:: HOW TO COMPLETE THIS TASK ::
Going through the data below, copy out each line where the word "tree" shows up.

:: SOURCE MATERIAL ::
-----
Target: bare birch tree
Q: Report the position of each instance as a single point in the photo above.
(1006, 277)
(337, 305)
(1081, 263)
-----
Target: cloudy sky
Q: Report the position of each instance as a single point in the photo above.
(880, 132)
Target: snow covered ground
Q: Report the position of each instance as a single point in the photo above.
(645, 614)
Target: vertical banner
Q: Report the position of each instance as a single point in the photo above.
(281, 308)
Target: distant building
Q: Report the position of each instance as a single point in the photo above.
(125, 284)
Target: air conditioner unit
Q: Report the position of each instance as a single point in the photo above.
-----
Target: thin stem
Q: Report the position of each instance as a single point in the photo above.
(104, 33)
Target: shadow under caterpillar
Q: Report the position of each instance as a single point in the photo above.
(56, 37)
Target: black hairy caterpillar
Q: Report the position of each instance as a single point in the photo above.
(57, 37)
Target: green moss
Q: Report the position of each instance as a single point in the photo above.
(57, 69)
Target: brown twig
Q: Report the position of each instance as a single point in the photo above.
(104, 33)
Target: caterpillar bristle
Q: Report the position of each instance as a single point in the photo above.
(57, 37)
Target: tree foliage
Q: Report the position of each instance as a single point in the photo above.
-----
:: ANSWER TO THE EXERCISE ::
Target: bare birch tree
Target: tree foliage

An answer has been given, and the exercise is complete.